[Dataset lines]
───

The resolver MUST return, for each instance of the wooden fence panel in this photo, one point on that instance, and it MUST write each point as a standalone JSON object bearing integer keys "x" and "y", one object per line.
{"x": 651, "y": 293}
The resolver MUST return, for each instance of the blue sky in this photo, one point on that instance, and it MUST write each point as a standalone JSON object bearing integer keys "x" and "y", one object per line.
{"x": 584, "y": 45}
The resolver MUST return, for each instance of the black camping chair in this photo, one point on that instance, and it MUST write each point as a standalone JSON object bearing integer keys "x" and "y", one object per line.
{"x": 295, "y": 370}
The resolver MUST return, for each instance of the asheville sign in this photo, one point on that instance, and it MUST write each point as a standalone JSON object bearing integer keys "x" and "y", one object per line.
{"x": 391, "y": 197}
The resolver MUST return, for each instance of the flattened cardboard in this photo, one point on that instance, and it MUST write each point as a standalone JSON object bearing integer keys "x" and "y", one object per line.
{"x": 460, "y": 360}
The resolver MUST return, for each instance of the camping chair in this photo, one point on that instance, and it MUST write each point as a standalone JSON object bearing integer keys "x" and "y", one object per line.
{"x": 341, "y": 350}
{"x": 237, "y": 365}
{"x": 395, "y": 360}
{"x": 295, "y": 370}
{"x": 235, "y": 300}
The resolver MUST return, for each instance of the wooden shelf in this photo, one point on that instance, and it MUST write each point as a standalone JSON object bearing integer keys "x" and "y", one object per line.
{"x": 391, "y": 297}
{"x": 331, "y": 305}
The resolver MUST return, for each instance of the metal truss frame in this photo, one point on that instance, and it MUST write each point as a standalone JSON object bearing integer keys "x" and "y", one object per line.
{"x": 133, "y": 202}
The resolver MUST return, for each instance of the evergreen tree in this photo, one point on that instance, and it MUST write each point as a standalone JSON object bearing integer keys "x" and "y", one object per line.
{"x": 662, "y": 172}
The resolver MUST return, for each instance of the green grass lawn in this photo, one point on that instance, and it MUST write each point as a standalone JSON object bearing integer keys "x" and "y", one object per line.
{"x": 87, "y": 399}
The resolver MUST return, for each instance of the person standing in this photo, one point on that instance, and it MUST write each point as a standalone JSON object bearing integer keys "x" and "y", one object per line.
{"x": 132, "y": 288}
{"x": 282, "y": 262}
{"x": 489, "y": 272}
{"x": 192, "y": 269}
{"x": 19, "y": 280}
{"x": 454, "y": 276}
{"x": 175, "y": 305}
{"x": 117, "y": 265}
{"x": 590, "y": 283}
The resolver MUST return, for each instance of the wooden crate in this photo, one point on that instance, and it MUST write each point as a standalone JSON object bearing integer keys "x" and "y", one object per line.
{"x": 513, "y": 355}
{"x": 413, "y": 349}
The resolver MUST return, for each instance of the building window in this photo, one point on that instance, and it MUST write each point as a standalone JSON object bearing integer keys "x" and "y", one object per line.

───

→ **Instruction**
Reproduce verbatim everything from the line containing "The resolver MUST return, for each instance of the metal" down to the final line above, both included.

→ **Solution**
The resolver MUST return, for each instance of the metal truss frame in this photo, one point on that instance, and it MUST write each point as a standalone JSON object bearing integer keys "x" and "y", one object per line.
{"x": 133, "y": 202}
The resolver MUST return, for each instance of the evergreen tree in this photo, one point on that instance, and it MUST write each point as a standalone JSON object bearing integer keys "x" and "y", one object per line.
{"x": 662, "y": 172}
The resolver MUST return, for each instance of the green grass lawn in this photo, one point on that instance, and it MUST write each point as a standalone JSON object bearing integer keys "x" and "y", one object per line.
{"x": 87, "y": 399}
The resolver MUST return, for each instance of the person standing in this photo, one point on that instance, and it MUST write each point as a standalone JSON object bearing integer keys "x" and "y", one object per line.
{"x": 132, "y": 288}
{"x": 282, "y": 262}
{"x": 489, "y": 272}
{"x": 192, "y": 269}
{"x": 19, "y": 280}
{"x": 454, "y": 276}
{"x": 175, "y": 305}
{"x": 117, "y": 265}
{"x": 590, "y": 283}
The resolver MUST return, for each instance of the wooden crate in this photo, one point on that instance, and it MUST write each point as a standalone JSON object bearing integer keys "x" and "y", one object per line.
{"x": 513, "y": 355}
{"x": 413, "y": 349}
The resolver MUST return, for each instance of the building window in this photo, one point on that instance, and it MUST write each point as a standalone JSON object bearing integer keys "x" and "y", one object per line.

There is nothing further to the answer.